Objective >> Copy out every line from the start of the data through the line containing "[257,69,309,132]", inclusive, adjusting each bounding box coordinate by adding 55 to it. Leave the pictures out of your answer.

Exercise input >>
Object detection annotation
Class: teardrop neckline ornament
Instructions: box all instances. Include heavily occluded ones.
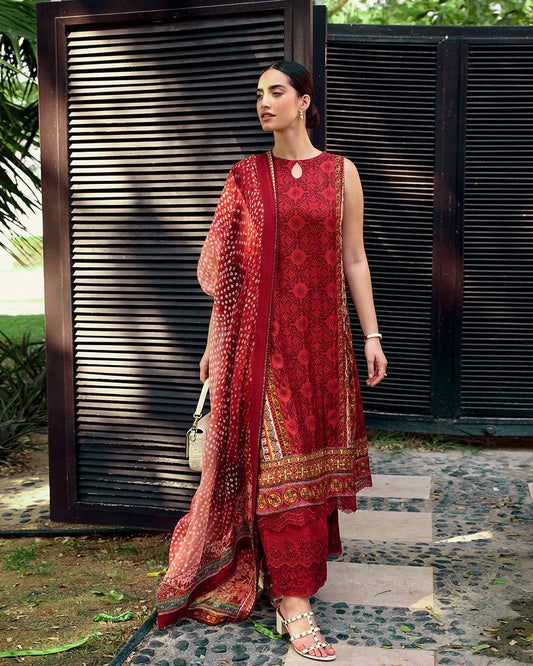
[291,162,303,178]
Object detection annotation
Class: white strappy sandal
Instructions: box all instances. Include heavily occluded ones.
[276,608,337,661]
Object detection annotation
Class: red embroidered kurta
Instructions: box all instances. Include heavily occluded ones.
[256,152,371,596]
[156,153,370,627]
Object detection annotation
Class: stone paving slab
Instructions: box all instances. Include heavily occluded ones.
[131,449,533,666]
[357,474,431,499]
[285,643,435,666]
[316,562,435,610]
[339,510,433,543]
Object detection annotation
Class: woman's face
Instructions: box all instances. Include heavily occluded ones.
[257,69,309,132]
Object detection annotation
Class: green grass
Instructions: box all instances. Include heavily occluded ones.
[4,546,37,574]
[368,430,479,453]
[0,314,44,342]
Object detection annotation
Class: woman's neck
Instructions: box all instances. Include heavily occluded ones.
[272,128,321,160]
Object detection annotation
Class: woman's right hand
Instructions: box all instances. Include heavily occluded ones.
[200,347,209,384]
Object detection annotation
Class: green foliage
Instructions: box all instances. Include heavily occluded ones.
[3,545,37,574]
[0,314,44,342]
[0,333,47,461]
[0,0,40,263]
[326,0,533,25]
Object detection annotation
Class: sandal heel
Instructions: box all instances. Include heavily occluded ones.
[276,610,289,636]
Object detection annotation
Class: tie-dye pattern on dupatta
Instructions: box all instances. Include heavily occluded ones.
[156,155,275,627]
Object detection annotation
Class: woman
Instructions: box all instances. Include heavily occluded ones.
[157,61,387,661]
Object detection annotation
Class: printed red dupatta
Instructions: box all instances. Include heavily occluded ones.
[156,154,276,628]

Correct result >>
Object detection annotation
Class: teardrop neckline ornament
Instructions: box all instances. Include heavily occluded ones.
[346,217,358,233]
Object detection annotation
Class: white strappy sandal
Instructions: box all instances. Include heavily occluded ones.
[331,663,392,716]
Object detection annotation
Class: red embroidered kurta
Instructions: box all instances. Include heavily occluded ones.
[311,207,426,651]
[211,208,425,682]
Object detection annotation
Class: stone paving slab
Instructions: box all instances. Include heavily occluded ones.
[186,504,588,721]
[412,529,486,554]
[340,698,490,721]
[371,617,490,665]
[394,565,488,598]
Object detection annotation
Class: woman's face
Instructions: box all instances. Include heavily occluded ones.
[312,124,364,187]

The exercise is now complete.